(Stored items from a collection)
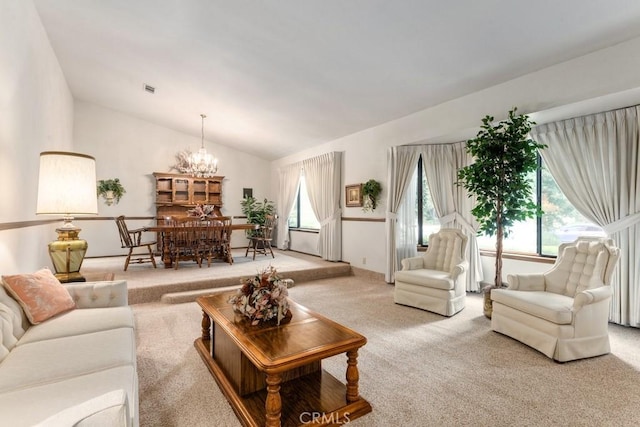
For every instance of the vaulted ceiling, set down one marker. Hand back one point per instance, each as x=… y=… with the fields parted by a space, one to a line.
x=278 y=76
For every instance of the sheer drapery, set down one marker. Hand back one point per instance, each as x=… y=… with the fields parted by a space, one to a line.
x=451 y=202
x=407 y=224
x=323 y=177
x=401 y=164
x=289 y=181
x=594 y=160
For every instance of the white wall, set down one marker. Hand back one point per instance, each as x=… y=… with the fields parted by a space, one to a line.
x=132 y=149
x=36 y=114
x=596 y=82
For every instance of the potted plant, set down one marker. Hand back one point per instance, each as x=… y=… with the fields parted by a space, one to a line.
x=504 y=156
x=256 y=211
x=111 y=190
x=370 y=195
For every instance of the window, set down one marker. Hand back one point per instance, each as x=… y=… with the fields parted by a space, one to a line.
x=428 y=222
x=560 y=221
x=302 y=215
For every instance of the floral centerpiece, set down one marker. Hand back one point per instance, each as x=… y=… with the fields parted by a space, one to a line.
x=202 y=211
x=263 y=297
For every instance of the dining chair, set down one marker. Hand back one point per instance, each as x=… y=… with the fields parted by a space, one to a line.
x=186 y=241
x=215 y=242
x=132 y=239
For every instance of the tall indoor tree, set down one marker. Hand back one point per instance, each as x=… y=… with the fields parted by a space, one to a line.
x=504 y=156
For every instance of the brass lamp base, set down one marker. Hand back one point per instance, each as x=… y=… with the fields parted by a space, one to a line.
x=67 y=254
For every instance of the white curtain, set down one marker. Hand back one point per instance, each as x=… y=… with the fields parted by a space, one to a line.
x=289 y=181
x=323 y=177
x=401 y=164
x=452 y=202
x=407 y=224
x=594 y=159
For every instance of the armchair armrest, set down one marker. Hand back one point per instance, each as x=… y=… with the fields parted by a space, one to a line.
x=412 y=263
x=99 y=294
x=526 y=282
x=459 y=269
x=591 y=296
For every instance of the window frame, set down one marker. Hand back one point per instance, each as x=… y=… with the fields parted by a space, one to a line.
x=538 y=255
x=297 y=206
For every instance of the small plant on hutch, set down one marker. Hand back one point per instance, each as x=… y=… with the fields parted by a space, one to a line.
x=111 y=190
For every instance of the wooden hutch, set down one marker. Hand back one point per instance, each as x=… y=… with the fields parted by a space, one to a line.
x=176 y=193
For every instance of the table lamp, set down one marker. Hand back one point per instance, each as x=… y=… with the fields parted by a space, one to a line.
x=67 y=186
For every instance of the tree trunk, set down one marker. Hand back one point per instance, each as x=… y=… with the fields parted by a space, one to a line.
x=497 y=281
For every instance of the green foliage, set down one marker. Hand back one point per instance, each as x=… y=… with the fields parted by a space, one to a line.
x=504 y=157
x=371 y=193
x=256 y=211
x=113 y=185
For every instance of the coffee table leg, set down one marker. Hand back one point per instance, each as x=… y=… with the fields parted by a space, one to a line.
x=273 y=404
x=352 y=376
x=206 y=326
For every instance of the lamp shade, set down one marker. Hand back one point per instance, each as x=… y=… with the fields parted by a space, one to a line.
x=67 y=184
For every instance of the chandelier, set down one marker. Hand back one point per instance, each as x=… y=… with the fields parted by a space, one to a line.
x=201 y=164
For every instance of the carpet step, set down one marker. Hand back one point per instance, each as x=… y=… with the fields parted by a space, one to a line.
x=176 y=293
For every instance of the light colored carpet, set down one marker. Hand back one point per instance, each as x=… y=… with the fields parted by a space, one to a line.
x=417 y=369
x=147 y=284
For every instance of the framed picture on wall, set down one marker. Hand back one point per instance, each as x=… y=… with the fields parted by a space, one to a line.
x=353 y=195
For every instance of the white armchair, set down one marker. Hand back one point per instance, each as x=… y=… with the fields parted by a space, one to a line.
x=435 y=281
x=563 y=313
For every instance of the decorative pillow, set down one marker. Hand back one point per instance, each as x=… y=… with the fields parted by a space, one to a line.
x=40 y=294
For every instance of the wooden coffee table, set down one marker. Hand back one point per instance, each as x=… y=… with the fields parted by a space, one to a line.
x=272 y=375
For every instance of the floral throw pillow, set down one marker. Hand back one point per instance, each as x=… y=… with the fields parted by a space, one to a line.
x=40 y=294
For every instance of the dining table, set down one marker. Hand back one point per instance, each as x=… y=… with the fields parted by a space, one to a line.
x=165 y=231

---

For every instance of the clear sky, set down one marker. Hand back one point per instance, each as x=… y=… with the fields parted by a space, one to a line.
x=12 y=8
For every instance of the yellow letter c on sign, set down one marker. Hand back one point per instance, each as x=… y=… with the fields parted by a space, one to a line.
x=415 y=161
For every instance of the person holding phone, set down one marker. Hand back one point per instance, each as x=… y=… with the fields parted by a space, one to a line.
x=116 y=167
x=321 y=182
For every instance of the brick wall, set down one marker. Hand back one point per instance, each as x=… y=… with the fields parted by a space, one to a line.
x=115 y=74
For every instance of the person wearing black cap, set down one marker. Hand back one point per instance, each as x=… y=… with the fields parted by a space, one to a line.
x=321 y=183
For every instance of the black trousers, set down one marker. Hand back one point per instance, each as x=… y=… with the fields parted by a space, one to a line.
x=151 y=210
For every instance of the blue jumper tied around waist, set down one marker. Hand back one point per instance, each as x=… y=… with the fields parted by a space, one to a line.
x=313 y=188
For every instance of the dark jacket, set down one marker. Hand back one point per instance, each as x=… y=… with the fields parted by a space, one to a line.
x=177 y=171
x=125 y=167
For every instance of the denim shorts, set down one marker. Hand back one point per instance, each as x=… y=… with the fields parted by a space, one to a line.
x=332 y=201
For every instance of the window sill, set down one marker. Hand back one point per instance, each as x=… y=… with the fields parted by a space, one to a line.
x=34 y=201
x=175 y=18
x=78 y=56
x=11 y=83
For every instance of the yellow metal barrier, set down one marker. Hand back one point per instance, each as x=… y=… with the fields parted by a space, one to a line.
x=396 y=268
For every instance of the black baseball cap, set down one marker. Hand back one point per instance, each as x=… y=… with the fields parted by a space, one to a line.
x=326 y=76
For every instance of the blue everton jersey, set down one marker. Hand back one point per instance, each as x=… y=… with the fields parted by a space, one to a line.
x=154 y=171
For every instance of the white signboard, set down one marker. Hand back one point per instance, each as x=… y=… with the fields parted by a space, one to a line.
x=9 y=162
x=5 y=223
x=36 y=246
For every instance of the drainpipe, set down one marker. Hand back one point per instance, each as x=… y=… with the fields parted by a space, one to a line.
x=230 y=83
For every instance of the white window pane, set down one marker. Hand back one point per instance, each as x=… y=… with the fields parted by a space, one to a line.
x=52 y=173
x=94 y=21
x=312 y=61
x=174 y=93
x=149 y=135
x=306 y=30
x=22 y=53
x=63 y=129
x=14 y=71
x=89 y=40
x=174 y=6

* * *

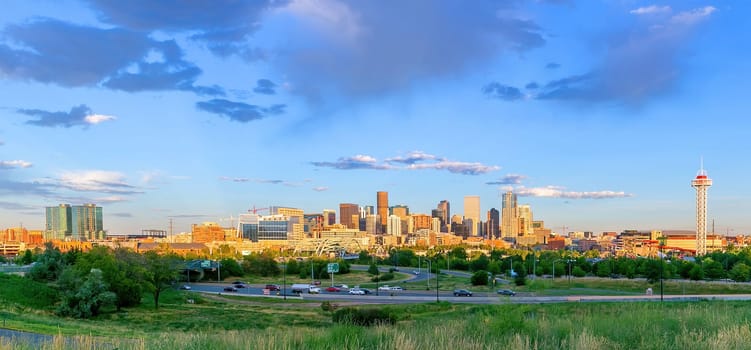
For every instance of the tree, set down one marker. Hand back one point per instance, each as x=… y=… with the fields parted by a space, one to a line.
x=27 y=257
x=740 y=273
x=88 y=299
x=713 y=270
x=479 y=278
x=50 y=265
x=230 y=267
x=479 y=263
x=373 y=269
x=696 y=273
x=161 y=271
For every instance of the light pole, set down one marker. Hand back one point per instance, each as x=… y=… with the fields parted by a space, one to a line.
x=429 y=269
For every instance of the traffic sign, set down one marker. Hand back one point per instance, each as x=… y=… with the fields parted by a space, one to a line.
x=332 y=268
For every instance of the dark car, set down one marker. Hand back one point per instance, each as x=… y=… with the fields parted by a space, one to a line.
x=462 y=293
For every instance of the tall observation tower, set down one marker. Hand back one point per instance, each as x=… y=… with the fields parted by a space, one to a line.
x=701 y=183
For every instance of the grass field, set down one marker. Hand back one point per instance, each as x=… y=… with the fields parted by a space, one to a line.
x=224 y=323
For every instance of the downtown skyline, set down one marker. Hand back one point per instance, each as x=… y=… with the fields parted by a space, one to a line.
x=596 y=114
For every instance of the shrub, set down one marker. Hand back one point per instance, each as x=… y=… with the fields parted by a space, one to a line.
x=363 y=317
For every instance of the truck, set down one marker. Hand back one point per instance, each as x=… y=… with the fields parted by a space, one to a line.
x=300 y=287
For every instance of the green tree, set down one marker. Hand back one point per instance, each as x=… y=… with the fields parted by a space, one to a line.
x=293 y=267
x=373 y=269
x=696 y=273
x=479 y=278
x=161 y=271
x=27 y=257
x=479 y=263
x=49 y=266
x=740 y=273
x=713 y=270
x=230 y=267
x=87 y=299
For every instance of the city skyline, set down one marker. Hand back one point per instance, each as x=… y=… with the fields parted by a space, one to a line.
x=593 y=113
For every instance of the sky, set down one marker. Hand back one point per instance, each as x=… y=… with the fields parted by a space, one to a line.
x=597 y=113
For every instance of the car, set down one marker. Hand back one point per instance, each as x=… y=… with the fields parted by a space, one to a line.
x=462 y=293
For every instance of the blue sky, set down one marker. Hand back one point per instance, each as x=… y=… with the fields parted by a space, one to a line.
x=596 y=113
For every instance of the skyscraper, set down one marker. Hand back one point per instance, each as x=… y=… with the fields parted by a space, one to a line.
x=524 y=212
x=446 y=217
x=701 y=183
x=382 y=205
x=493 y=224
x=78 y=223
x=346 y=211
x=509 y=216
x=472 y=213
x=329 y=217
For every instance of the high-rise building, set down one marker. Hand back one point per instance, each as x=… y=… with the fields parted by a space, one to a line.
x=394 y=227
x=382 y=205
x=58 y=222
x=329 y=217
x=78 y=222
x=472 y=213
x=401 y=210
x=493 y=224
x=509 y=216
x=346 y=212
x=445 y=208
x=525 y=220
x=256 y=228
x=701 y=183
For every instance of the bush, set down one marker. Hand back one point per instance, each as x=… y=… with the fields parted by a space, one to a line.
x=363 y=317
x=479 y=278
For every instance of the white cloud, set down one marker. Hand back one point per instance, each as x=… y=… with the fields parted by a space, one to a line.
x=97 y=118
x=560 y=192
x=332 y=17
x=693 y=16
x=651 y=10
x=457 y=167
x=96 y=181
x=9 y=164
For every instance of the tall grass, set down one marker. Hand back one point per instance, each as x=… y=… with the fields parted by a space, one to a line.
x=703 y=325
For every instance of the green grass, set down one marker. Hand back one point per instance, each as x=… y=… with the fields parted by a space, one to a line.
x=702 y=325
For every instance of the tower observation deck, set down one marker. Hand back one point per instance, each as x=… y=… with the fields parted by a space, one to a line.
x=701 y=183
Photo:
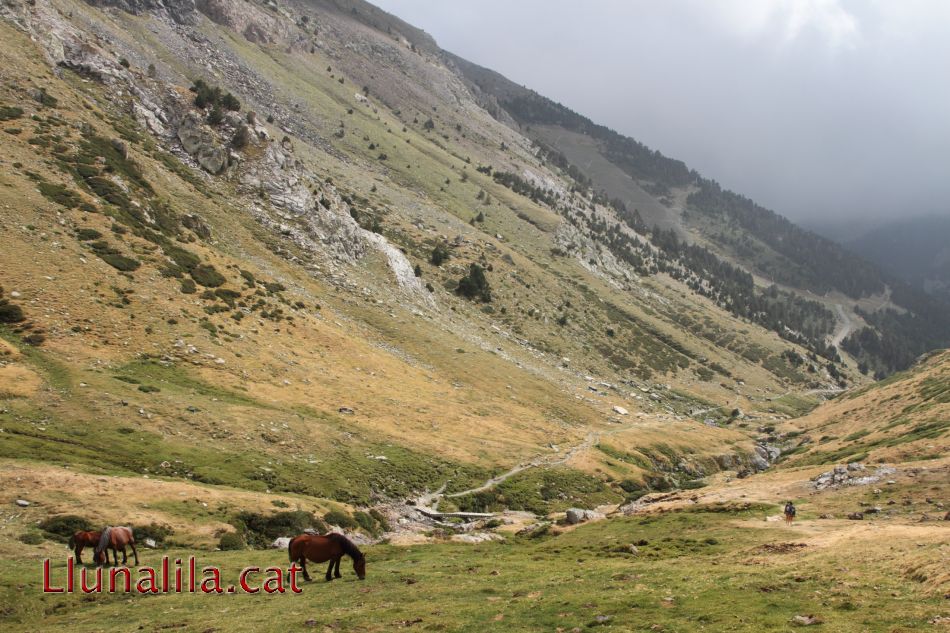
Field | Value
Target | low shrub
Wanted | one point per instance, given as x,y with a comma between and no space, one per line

Task —
Look above for the line holding "Field | Value", then set down exactly that line and every line after it up to and including the line holding "Wanted | one", with nothing else.

Your solution —
Field | Value
Target | low shrub
Wanted | one point per instance, given as x,y with a comma between and no space, one per line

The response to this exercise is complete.